:: STORED RECORDS

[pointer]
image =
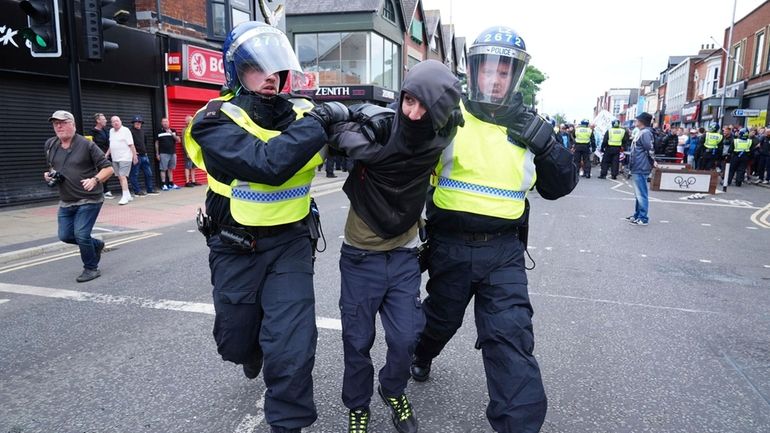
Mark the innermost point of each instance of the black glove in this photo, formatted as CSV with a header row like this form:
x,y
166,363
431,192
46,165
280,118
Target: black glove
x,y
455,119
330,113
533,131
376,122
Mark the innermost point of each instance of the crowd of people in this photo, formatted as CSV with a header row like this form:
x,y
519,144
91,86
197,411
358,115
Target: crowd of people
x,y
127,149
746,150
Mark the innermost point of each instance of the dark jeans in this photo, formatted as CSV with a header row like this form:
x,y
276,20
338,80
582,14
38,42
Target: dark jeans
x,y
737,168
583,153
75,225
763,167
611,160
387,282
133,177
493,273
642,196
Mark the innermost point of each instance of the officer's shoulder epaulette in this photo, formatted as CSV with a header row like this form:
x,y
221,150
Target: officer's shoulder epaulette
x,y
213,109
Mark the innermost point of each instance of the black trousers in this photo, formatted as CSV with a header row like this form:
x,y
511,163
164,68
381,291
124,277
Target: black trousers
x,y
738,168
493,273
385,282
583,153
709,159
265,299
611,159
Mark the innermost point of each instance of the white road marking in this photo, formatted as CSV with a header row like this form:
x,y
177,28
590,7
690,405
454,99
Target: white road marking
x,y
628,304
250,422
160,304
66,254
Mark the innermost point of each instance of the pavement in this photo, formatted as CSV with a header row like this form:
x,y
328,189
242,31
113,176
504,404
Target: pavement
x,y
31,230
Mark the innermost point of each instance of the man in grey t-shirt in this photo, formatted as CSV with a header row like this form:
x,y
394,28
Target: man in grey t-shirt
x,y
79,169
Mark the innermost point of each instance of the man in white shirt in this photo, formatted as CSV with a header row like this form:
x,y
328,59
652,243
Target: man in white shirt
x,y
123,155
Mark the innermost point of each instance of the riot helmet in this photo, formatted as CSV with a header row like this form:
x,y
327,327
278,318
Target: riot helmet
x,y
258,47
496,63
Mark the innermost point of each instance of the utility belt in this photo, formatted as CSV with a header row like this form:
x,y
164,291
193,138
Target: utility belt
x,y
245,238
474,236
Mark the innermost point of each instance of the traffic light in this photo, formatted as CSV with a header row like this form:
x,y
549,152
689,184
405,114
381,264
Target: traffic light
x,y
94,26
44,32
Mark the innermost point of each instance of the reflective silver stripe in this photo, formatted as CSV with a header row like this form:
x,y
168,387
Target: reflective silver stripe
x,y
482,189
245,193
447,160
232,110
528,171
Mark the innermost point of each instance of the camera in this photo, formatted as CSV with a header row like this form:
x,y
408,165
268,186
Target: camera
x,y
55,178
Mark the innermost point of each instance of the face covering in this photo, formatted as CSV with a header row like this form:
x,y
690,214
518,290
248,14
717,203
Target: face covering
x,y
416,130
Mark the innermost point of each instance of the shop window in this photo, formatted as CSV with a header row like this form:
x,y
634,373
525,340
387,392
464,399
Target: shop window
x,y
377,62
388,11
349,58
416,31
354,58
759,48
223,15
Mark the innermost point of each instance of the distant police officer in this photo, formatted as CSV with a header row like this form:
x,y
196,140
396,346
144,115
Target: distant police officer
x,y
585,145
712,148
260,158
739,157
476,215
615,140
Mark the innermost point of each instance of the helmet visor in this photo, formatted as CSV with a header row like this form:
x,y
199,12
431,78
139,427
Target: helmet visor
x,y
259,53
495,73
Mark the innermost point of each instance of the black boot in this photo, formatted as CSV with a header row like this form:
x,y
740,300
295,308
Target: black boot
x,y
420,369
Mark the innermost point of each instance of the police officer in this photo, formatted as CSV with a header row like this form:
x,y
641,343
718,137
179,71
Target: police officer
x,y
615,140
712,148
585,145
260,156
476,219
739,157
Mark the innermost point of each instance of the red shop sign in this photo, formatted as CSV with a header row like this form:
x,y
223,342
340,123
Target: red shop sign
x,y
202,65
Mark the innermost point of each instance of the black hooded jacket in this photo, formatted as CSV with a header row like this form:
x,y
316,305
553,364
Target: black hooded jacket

::::

**AIM OF THE TASK**. Update the material above by replacing each "innermost point" with "central point", keeping everything else the same. Leave the pictures out of your answer.

**CORRECT OUTPUT**.
[pointer]
image =
Mark the central point of each instance of the black glove in this photo, formatted as CSV with a header row like this form:
x,y
166,363
431,192
46,165
280,118
Target: black glove
x,y
455,119
330,113
533,131
376,122
Mark the central point of each instance of the crowd of people in this photo, formatted as CSV with a header row like this form:
x,y
519,144
91,86
197,411
358,115
Target: crowd of people
x,y
127,149
746,150
Mark the central point of each instance of the dark jeans in this photo, formatted as CSV with a header row like this form:
x,y
276,20
338,80
582,14
38,42
Target: dark jeans
x,y
737,168
583,153
75,225
763,167
611,160
387,282
133,177
493,273
642,196
Mark the central point of each instance of the officer's shoulder epaulette in this photo, formatted as CSV with a header row like this form:
x,y
221,150
Target: officer's shoulder epaulette
x,y
213,109
Mark the central point of each instance of the black trousers in this photo, formatted as CSV with a header row like this form:
x,y
511,163
164,68
381,291
124,277
Target: black trousers
x,y
738,168
493,273
385,282
583,153
709,159
265,299
611,159
Mark the central point of each instance of the white road marking in this photo, formatted as CSV with a header row like this form:
x,y
177,28
590,7
690,405
454,99
Target: white road marking
x,y
628,304
250,422
160,304
66,254
Mark the central point of each instance of the pavement in this photo, formatted as CSV with a header row like this form:
x,y
328,189
242,31
113,176
504,404
Target: pavement
x,y
31,230
Mark the central point of each instance of the man in grey t-shirt in this photo, formatted as CSV with a header row like this form:
x,y
394,28
Target: man in grey t-shirt
x,y
79,169
Mark the central point of each instance of the man in white shirt in this photo, formatted as CSV with a header row like this form:
x,y
328,59
652,243
Target: man in white shirt
x,y
123,155
Mark the central point of each instance of the riot helmet in this photo, formatted as CSV with a header row like this form:
x,y
327,327
278,318
Target: riot helmet
x,y
258,47
496,63
Mark the central point of each instance of the utility belt in this photo, formatted as CSV with a header row like this form:
x,y
164,291
193,138
Target: utility belt
x,y
245,238
474,236
Mark the central point of each instance of the traffic light in this photo, formatted as CSV with a header row like this form:
x,y
549,152
689,184
405,114
381,264
Target: traffic light
x,y
94,26
44,32
Mark the central point of each instance of the reflective silver stripe in this photo, formatted as CSV with a header row like this form:
x,y
168,387
Target: reflective silver stripe
x,y
482,189
245,193
447,160
232,110
528,171
Mark the central point of each instance of the camera in this photo, formatted as CSV with a header row like this form:
x,y
408,165
268,186
Target: camera
x,y
55,178
Mark the central point of each instance of the face covering in this photo, formatted as CSV with a header row like this form:
x,y
690,214
518,290
248,14
717,203
Target: face covering
x,y
416,130
Mark the central point of each instance of the shop window in this photo, formatted as CSV with a header row like this form:
x,y
634,373
525,340
387,392
464,399
Target: shop window
x,y
377,62
388,11
349,58
416,31
354,58
759,48
223,15
Mark the central point of each instance of the distant police officer in this photo, formatted as CSV with a header row like this form:
x,y
196,140
396,346
144,115
Target: distant police officer
x,y
585,145
712,148
260,158
739,157
476,215
615,140
Mark the central point of each instance of the helmet visor in this photo, formatted as CSV with a header row like this form:
x,y
199,12
431,78
139,427
Target: helmet visor
x,y
259,53
495,73
Mark the central point of each instance of the black boot in this photo, formatted as CSV with a header row like this form:
x,y
740,300
295,308
Target: black boot
x,y
420,369
Mark the central point of each instance of the police officer in this photo, formatted as CSV with a header row like this form:
x,y
641,343
718,137
179,71
Target: police officer
x,y
615,140
712,148
585,145
260,156
476,219
739,157
Mark the central point of each instance of the red shop sign in this photo, formatted as CSV with a header row like this form:
x,y
223,342
340,123
Target: red shop sign
x,y
202,65
Mark the central point of each instance of the black hooded jacket in this photo, formatted as CSV with a header row like this form:
x,y
316,305
553,364
Target: black hooded jacket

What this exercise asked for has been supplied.